(Data provided)

- - - -

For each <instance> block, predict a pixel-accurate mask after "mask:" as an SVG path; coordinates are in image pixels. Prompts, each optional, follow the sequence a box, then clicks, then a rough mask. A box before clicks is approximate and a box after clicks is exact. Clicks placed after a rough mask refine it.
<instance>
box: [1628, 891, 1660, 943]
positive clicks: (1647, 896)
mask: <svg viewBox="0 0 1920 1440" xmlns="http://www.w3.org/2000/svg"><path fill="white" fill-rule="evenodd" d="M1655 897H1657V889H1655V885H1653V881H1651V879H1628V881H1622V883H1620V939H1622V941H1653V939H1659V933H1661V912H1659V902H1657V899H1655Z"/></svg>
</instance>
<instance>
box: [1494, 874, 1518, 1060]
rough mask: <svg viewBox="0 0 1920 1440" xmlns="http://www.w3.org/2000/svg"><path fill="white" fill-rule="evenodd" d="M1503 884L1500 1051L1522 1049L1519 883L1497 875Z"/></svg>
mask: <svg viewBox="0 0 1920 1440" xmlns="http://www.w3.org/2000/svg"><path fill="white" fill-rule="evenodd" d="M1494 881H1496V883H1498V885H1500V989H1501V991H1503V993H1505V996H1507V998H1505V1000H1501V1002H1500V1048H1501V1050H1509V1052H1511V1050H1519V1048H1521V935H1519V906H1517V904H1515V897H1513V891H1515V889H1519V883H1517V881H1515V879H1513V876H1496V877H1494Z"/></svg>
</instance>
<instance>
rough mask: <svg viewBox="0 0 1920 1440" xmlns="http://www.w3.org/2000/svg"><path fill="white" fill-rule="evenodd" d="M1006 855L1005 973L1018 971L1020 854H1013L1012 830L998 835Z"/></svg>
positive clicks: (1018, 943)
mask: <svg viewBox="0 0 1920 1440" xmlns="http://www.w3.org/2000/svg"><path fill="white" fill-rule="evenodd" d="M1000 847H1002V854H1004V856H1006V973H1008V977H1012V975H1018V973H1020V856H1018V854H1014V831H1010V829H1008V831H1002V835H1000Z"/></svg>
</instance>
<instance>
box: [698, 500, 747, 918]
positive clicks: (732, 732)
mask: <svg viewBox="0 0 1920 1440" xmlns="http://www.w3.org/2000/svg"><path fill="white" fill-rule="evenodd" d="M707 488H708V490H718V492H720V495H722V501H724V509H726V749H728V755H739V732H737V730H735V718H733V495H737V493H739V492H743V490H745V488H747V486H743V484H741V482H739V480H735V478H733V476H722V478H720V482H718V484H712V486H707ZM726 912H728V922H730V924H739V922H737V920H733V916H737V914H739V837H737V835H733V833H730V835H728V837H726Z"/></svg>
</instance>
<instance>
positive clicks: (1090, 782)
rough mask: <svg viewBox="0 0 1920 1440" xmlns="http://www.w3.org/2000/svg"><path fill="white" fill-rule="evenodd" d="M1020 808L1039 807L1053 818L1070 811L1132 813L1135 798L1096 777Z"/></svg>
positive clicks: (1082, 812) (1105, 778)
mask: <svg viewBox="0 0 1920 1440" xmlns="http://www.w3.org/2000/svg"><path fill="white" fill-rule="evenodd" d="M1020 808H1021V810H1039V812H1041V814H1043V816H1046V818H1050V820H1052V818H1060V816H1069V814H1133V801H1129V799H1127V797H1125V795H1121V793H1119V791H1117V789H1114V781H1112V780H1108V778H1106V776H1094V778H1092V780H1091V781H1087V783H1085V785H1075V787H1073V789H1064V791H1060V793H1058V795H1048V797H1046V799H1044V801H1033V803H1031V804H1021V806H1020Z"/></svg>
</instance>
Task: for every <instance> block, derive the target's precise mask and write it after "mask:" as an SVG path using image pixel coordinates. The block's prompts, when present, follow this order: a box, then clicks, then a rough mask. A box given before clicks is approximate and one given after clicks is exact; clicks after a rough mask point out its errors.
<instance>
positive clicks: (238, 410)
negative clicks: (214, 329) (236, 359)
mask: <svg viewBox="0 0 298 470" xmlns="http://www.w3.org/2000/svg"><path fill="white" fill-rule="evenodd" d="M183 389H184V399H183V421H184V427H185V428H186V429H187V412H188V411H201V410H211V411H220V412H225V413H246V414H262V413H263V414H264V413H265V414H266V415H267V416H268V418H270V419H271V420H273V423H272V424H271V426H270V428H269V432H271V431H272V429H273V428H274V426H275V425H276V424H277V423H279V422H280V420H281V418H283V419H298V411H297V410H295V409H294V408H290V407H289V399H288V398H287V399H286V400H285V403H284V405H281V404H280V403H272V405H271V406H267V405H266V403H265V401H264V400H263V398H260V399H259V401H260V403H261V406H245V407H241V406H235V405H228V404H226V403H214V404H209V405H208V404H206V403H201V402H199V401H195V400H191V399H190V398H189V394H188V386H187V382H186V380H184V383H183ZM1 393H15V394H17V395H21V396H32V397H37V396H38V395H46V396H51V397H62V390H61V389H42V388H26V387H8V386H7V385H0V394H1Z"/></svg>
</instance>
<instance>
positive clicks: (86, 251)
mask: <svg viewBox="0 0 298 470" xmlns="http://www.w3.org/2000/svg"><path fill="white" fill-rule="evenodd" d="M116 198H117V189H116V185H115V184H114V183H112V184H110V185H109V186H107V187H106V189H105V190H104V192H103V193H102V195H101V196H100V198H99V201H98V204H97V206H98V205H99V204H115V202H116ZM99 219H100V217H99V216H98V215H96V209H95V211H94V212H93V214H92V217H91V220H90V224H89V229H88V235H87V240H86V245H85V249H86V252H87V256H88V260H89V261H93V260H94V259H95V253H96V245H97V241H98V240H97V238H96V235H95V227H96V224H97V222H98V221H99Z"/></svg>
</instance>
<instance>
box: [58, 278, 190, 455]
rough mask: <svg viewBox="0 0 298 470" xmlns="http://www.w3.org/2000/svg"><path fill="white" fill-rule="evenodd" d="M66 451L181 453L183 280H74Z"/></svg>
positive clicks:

- - - -

(Task requirements)
Go through the records and work out how many lines contain the string "approximate". The answer should be that number alone.

(Solved exercise)
2